(Object pointing dataset rows)
————————
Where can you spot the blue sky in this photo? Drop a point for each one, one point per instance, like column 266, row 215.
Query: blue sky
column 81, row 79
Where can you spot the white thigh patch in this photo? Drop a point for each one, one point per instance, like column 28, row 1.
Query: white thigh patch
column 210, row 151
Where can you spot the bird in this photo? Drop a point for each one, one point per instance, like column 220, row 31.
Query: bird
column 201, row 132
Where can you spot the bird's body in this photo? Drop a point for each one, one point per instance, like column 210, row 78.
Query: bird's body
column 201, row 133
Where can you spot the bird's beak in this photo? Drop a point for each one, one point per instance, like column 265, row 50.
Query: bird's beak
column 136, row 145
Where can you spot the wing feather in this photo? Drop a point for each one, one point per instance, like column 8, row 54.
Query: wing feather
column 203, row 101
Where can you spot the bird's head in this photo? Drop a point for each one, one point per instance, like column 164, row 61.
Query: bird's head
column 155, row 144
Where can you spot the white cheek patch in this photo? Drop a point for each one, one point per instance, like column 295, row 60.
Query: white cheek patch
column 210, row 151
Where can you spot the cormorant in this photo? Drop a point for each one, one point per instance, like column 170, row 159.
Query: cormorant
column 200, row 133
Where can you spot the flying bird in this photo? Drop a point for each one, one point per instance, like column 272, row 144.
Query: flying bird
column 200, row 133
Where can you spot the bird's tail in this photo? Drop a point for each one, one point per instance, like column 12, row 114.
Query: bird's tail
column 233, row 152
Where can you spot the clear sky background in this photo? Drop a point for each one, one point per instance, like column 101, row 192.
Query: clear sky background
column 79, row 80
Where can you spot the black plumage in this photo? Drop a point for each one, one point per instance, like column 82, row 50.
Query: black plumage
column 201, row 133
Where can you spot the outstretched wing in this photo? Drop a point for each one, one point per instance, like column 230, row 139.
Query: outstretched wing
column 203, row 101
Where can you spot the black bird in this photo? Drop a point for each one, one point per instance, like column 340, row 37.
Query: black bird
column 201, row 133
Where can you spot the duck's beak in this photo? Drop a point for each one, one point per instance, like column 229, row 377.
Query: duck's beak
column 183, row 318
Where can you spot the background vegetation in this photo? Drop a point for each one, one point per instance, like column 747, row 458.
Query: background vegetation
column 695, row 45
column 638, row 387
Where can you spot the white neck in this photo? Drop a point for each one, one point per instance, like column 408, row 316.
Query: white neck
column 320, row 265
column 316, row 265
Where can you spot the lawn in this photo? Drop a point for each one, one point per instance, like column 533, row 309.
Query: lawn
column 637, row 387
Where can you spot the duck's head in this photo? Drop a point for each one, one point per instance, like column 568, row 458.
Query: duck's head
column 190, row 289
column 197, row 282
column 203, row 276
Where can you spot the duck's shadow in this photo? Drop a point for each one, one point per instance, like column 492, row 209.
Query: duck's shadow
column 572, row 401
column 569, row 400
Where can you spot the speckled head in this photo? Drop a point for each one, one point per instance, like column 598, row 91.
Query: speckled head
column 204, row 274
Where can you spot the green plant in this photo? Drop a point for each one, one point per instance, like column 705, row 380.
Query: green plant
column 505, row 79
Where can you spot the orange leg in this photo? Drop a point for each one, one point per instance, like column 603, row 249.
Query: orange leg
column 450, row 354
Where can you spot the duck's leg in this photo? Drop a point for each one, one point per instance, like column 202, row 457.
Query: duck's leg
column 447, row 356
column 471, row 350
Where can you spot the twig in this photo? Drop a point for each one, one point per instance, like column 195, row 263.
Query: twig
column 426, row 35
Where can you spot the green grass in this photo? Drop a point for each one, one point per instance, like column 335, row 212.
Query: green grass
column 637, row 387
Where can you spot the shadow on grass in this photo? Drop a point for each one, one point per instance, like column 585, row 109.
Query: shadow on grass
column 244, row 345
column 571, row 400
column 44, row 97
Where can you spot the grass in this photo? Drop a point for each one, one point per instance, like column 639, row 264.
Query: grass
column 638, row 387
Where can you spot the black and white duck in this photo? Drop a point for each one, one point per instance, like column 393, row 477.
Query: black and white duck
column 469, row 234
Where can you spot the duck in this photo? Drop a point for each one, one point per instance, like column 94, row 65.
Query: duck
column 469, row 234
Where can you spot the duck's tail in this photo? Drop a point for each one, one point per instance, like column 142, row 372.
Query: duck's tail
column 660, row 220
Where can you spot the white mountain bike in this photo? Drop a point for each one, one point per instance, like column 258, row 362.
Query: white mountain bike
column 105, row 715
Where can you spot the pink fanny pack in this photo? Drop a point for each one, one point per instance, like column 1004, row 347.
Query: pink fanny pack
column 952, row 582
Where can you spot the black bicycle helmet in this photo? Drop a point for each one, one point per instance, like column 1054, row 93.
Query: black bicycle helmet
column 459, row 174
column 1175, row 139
————————
● **What is asked**
Reproduce all of the items above, keeping every line unchanged.

● **Task solution**
Where can you spot the blue sky in this photo? Drop a point for each one, one point per instance, like column 266, row 215.
Query: blue sky
column 81, row 79
Where can you spot the white thigh patch in this photo? Drop a point for each one, one point per instance, like column 28, row 1.
Query: white thigh patch
column 210, row 151
Where can you spot the bird in this photo? Drop a point for each one, one point per instance, like column 220, row 31.
Query: bird
column 201, row 132
Where can you spot the bird's body in this photo? Drop a point for each one, one point per instance, like column 210, row 78.
Query: bird's body
column 201, row 133
Where can you spot the bird's beak in this photo? Drop a point for each one, one point per instance, like column 265, row 50.
Query: bird's beak
column 136, row 145
Where can you spot the wing feather in this photo? Drop a point for each one, one point per instance, like column 8, row 54.
Query: wing feather
column 203, row 101
Where can you spot the bird's head in this photo? Drop a point for each one, one point per instance, like column 164, row 61.
Query: bird's head
column 155, row 144
Where can you spot the white cheek patch in this photo? Drop a point for each one, one point per instance, like column 295, row 60.
Query: white cheek patch
column 210, row 151
Where can you spot the cormorant in this photo? Drop a point for each one, one point per instance, like column 170, row 159.
Query: cormorant
column 200, row 133
Where can you spot the flying bird in this photo? Drop a point for each one, one point per instance, like column 272, row 144.
Query: flying bird
column 200, row 133
Where can you spot the bird's tail in this photo? Drop a point for each one, one point per instance, like column 12, row 114.
Query: bird's tail
column 233, row 152
Where can you spot the clear sky background in this photo? Drop a point for each one, one point per instance, like column 101, row 192.
Query: clear sky background
column 79, row 80
Where can you spot the black plumage in this photo? Drop a point for each one, one point per instance, like column 82, row 50.
Query: black plumage
column 201, row 133
Where can you spot the outstretched wing in this photo? Drop a point for each one, one point per instance, like column 230, row 139.
Query: outstretched wing
column 203, row 101
Where can you spot the black bird in this photo? Drop a point for each one, one point per instance, like column 340, row 37.
Query: black bird
column 201, row 133
Where can you spot the duck's beak in this photo? Drop a point for each one, one point per instance, like column 229, row 377.
Query: duck's beak
column 183, row 318
Where can you spot the background vegetation in this photo? Drop a point for each one, one point per instance, like column 747, row 458.
Query: background vegetation
column 695, row 45
column 638, row 387
Where can you spot the white neck in this photo? Drop a point for each one, one point per instance, like column 408, row 316.
Query: white neck
column 320, row 265
column 316, row 265
Where can you spot the lawn in this photo? Drop a point for each one, one point per instance, like column 533, row 309.
Query: lawn
column 637, row 387
Where can you spot the duck's head in this photo? Drop a point for each one, one point per instance, like column 568, row 458.
Query: duck's head
column 190, row 289
column 197, row 282
column 203, row 276
Where can you spot the duck's shadow in this photo? Drop a point for each one, one point per instance, like column 492, row 209.
Query: duck's shadow
column 572, row 401
column 569, row 400
Where can you spot the speckled head in this photo? Drop a point for each one, one point per instance, like column 598, row 91.
Query: speckled head
column 204, row 274
Where can you spot the green plant in this photo? Drop a point for each one, one point per instance, like column 705, row 380.
Query: green plant
column 505, row 79
Where can you spot the orange leg in this photo? Drop a point for each one, one point per instance, like column 603, row 249.
Query: orange leg
column 450, row 354
Where can you spot the duck's leg in this photo? Drop a point for each one, one point per instance, like column 202, row 457.
Query: duck's leg
column 447, row 356
column 471, row 350
Where can you spot the twig in this photo? Drop a point for each one, one point per instance, like column 195, row 263.
Query: twig
column 426, row 35
Where can you spot the green grass in this photo? Drop a point for each one, one point per instance, like column 335, row 212.
Query: green grass
column 637, row 387
Where can you spot the shadow on grass in this photo? Drop a point for each one, one point per instance, like column 585, row 109.
Query: shadow on grass
column 244, row 345
column 571, row 400
column 44, row 97
Where can you spot the grass in this photo? Drop a point for each one, one point per instance, like column 639, row 264.
Query: grass
column 638, row 387
Where can you spot the black and white duck in this photo? Drop a point for each one, one point per instance, like column 393, row 477.
Query: black and white duck
column 469, row 234
Where can you spot the duck in this photo? Drop a point for each one, one point per instance, like column 94, row 65.
Query: duck
column 469, row 234
Where can you spot the duck's tail in this photo? Drop a point for each one, one point per instance, like column 142, row 372.
Query: duck's tail
column 660, row 220
Where can you spot the white mountain bike in this photo? Drop a point for each one, one point per instance, like column 258, row 362.
Query: white mountain bike
column 105, row 715
Where can you spot the pink fanny pack in this photo? Drop a point for each one, one point per instance, like column 1004, row 347.
Query: pink fanny pack
column 952, row 582
Where can you spot the black bicycle helmet in this photo? Drop a point for each one, one point per instance, like column 1054, row 93.
Query: black bicycle helmet
column 459, row 174
column 1175, row 139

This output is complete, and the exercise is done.